Les péripéties du site d'HYDREQUENT-RINXENT

Le site d'Hydrequent (A vol d'oiseau, la Carrière de la Vallée Heureuse à Hydrequent se trouve à 4 Km à l'est de la petite ville de Marquise (Pas-de-Calais)) a été rapidement évoqué dans un précédent article (Bulletin du C.L.H.A.M., juillet-septembre 1991. p. 17 2). Initialement, les Allemands y construisent un Dom Bunker abritant un canon sur rail à longue portée (Notamment un K5, canon d'un calibre de 280 mm et d'une portée atteignant 62,4 Km qui lui permet de balayer la côte anglaise 3). Cet ouvrage, raccordé à la ligne de chemin de fer Calais-Boulogne, toute proche, assure au canon protection et grande mobilité.

On observe à proximité et parallèlement au Dom Bunker un local en béton, sans doute la remise à locomotive. Le site est sûrement équipé d'au moins une plaque tournante permettant au canon un tir tous azimuts. Il est vraisemblable qu'à une certaine période deux canons ont été présents dans la carrière (Des témoins prétendent avoir aperçu pendant la guerre deux canons de calibres différents. Outre le K5, il pourrait s'agir d'un K12 dont le calibre était de 210 mm avec une portée maximum de 115 Km. Le K12 était un canon haubané dont les Allemands n'ont guère fait usage. L'usure rapide de son tube a sans doute contribué, entre autres, au retrait de cette arme à allure très réussie. Par ailleurs, selon certains auteurs (D. Corlouer, Magazine Le Mur, n° 11, Août 1991), le site était occupé par deux canons K54).

Ceci explique peut-être le creusement dans la falaise rocheuse, à l'est du Dom Bunker, d'un tunnel long de plus de 100 mètres pourvu d'une voie de chemin de fer à écartement normal. L'entrée de ce tunnel à gabarit rectangulaire est bétonnée sur une courte distance. L'angle intérieur gauche du plafond est encore garni du support de gond de la porte blindée à un seul panneau. L'absence de support du côté droit atteste bien la conception de la porte à battant unique.

En dehors de sa nature, la carrière d'Hydrequent ne se distingue guère des autres sites où stationnèrent des canons sur rails. Les Alliés n'ont apparemment procédé à aucun bombardement significatif. Situation rassurante pour les Allemands : l'installation n'inquiète pas.

UNE EXTENSION DISCRETE

La destination du site évolue à la fin de 1943.

* [Données d'annotation de position]
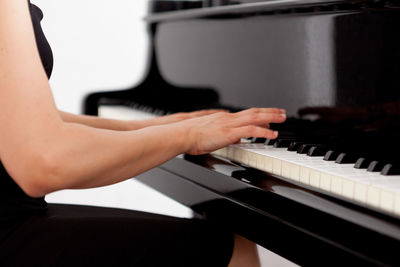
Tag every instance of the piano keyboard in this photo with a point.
(368, 188)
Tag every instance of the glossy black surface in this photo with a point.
(335, 62)
(304, 226)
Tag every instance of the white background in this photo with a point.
(102, 45)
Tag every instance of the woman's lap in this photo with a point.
(70, 235)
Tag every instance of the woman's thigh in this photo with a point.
(70, 235)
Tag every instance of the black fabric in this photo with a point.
(33, 233)
(15, 205)
(45, 52)
(89, 236)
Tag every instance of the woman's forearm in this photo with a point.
(102, 123)
(76, 156)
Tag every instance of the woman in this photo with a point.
(43, 150)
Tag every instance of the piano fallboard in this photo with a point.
(299, 224)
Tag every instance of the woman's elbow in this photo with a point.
(37, 174)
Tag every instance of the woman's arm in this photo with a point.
(42, 153)
(130, 125)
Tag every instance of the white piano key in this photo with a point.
(340, 179)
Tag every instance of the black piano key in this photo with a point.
(304, 148)
(362, 163)
(391, 169)
(376, 166)
(270, 142)
(294, 146)
(331, 155)
(283, 142)
(346, 158)
(317, 151)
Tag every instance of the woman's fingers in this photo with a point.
(205, 112)
(254, 131)
(258, 119)
(260, 110)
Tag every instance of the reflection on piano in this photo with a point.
(327, 191)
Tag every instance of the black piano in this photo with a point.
(327, 192)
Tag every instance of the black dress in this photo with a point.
(33, 233)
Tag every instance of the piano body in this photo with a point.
(327, 192)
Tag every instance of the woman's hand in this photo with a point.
(211, 132)
(134, 125)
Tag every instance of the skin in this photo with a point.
(39, 140)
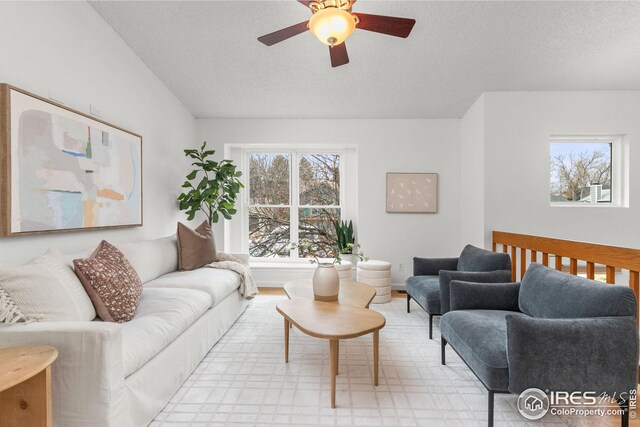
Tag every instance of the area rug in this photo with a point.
(244, 380)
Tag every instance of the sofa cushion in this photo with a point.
(218, 283)
(152, 258)
(45, 289)
(476, 259)
(549, 293)
(480, 338)
(163, 314)
(426, 291)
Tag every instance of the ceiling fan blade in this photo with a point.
(285, 33)
(339, 55)
(390, 25)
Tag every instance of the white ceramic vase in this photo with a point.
(326, 283)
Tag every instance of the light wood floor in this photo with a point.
(280, 291)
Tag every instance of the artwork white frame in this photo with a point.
(75, 183)
(412, 192)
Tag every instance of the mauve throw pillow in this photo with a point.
(112, 284)
(196, 248)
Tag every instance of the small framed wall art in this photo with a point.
(62, 170)
(412, 192)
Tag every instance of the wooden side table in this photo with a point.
(25, 385)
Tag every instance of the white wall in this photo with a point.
(68, 48)
(472, 174)
(517, 130)
(383, 146)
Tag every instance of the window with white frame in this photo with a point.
(585, 171)
(292, 195)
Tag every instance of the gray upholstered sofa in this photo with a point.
(554, 331)
(429, 286)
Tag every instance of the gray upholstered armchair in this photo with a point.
(429, 286)
(553, 332)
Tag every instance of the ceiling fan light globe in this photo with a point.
(332, 26)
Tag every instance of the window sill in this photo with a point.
(588, 205)
(281, 265)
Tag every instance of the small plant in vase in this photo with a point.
(346, 242)
(326, 282)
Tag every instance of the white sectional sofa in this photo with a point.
(116, 375)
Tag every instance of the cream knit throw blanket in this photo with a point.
(248, 287)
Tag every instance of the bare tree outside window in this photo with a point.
(273, 213)
(580, 172)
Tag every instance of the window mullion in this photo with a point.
(294, 201)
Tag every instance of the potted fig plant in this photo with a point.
(212, 187)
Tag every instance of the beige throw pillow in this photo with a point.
(196, 248)
(45, 289)
(112, 284)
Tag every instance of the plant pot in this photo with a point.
(326, 283)
(350, 257)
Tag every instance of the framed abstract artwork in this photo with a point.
(62, 170)
(412, 192)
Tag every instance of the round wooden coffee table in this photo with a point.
(333, 322)
(25, 385)
(351, 293)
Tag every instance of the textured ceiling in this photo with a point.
(208, 55)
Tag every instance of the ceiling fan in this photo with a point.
(333, 22)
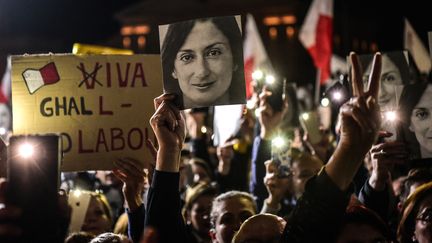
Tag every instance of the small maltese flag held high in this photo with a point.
(316, 35)
(35, 79)
(414, 45)
(254, 54)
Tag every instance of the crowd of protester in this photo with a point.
(359, 189)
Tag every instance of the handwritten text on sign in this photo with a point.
(100, 104)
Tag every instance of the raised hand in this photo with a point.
(134, 178)
(269, 119)
(276, 186)
(169, 127)
(360, 120)
(383, 157)
(167, 123)
(360, 117)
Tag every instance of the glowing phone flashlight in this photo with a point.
(26, 150)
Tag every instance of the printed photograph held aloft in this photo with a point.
(202, 61)
(415, 119)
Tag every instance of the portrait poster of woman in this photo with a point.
(415, 120)
(202, 61)
(394, 76)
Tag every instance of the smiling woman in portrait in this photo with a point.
(415, 109)
(202, 62)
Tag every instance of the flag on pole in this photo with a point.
(316, 35)
(418, 51)
(5, 89)
(254, 54)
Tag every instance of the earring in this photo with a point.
(174, 75)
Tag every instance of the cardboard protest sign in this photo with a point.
(100, 104)
(394, 75)
(202, 61)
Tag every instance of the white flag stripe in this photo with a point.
(418, 51)
(33, 79)
(308, 30)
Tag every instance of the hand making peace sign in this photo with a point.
(360, 117)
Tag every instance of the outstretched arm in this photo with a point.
(163, 205)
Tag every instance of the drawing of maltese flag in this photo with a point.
(37, 78)
(316, 35)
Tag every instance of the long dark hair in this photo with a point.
(410, 96)
(174, 40)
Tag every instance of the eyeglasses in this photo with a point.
(426, 216)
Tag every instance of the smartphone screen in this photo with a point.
(310, 123)
(33, 175)
(79, 202)
(280, 155)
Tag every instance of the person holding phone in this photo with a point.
(202, 62)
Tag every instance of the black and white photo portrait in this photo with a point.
(202, 61)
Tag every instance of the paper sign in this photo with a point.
(100, 104)
(202, 62)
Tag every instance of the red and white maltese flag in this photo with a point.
(316, 35)
(254, 54)
(35, 79)
(414, 45)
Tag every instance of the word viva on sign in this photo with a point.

* [Exercices]
1. Selon le texte sur le site d'Hydrequent, quelle est la longueur du tunnel creusé dans la falaise rocheuse ?
2. Recopiez le passage du texte sur le site d'Hydrequent qui commence aux mots « Ceci explique peut-être » et s'arrête après les mots « à battant unique. ».
3. Poursuivez le texte sur le site d'Hydrequent à partir de la dernière phrase donnée.

* [Corrigés]
1. Plus de 100 mètres.

2.
Ceci explique peut-être le creusement dans la falaise rocheuse, à l'est du Dom Bunker, d'un tunnel long de plus de 100 mètres pourvu d'une voie de chemin de fer à écartement normal. L'entrée de ce tunnel à gabarit rectangulaire est bétonnée sur une courte distance. L'angle intérieur gauche du plafond est encore garni du support de gond de la porte blindée à un seul panneau. L'absence de support du côté droit atteste bien la conception de la porte à battant unique.

3.
A ce moment, les Allemands comptent beaucoup sur les V2 pour bombarder la Grande-Bretagne : la mise au point de ces engins pose pourtant de difficiles problèmes techniques.

Malgré ces incertitudes, la construction d'un premier site de lancement fixe, dans le  Pas-de-Calais, est décidée au début du printemps 1943 (Eperlecques) (Eperlecques est situé également dans le Pas-de-Calais, à proximité de Watten).

Parallèlement, un tel ouvrage est assorti d'installations de production et de stockage d'oxygène liquide dont les fusées V2 sont de voraces consommateurs.

Les sites de stockage ne font pas obligatoirement partie du centre de production. Ils servent de réserve, pour faire face aux grands besoins prévisibles des futurs missiles.

La falaise en roches compactes (marbre) d'Hydrequent-Rinxent, haute de 30 mètres, se prête bien au rôle de stockage de l'oxygène liquide. D'autant mieux que plusieurs tunnels existent déjà : stockage de munitions, refuge pour un canon sur rail dans le tunnel à entrée bétonnée (tunnel n° 1).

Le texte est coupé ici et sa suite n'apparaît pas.